| Task A |
In the passage below on internationalization in Standard C, which decimal-point character did printf print before C was standardized?
| Task B |
Translate this sentence from the passage below on internationalization in Standard C into Spanish: "This is the first in a two-part series covering software internationalization support available in Standard C."

| Text passage |
=== Section Start ===
Rex Jaeschke is an independent computer consultant, author, and seminar leader. He is chair of the ANSI C committee X3J11. Readers may contact Rex at 2051 Swans Neck Way, Reston, VA 22091 or via UUCP at rex@aussie.com.
This is the first in a two-part series covering software internationalization support available in Standard C.

Introduction
Prior to the standardization of C, C programs executed in what amounted to as a "USA-English" environment. For example, isupper returned true only for the Roman letters A-Z, the decimal-point character printed by printf was the period, and dates were formatted as mm/dd/yy.
As a result of standardization, the behavior of various standard library functions is now described in terms of the execution environment, which can be changed at run time. For example, the is* and to* functions in ctype.h can properly handle local characters, the printf and scanf families can deal with decimal points other than a period, and local date and time formats are permitted.
=== Section End ===
| Records shown |
=== Section Start ===
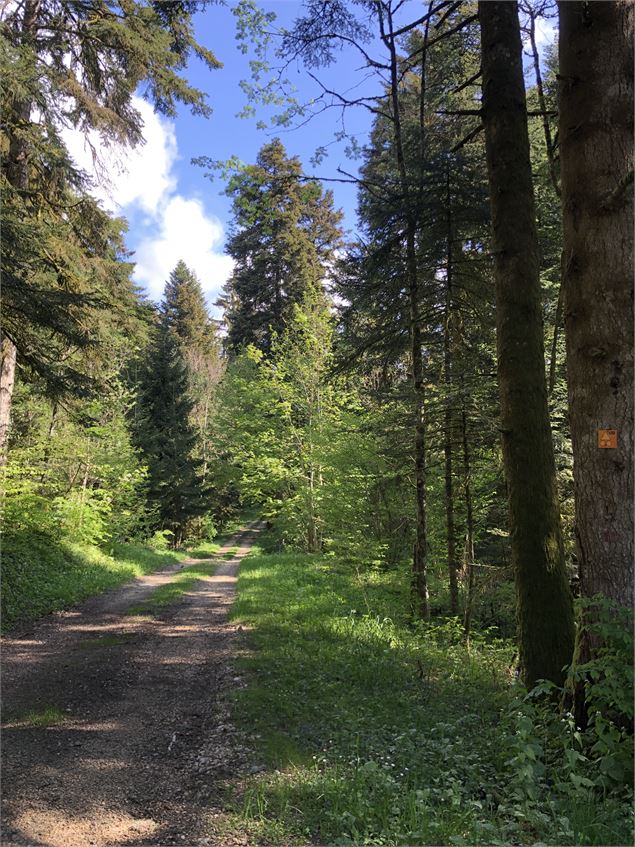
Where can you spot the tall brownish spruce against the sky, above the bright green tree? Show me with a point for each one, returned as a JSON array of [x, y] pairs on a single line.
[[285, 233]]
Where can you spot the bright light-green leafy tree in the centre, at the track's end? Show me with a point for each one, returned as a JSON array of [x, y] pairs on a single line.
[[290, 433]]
=== Section End ===
=== Section Start ===
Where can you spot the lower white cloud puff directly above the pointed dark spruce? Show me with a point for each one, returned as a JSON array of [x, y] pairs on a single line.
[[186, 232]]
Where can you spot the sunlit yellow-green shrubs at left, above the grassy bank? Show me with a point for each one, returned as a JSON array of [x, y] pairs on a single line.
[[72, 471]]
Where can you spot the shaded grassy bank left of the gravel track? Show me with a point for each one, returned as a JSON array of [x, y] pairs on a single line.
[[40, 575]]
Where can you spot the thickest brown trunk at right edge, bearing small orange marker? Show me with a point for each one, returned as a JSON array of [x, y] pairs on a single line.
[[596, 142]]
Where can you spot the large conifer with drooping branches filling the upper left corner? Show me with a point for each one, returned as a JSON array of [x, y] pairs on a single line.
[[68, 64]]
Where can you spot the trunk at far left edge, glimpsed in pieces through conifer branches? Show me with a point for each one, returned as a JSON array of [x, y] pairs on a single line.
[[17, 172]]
=== Section End ===
| Output A |
The period.

| Output B |
Este es el primero de una serie de dos partes sobre el soporte para la internacionalización de software disponible en el C estándar.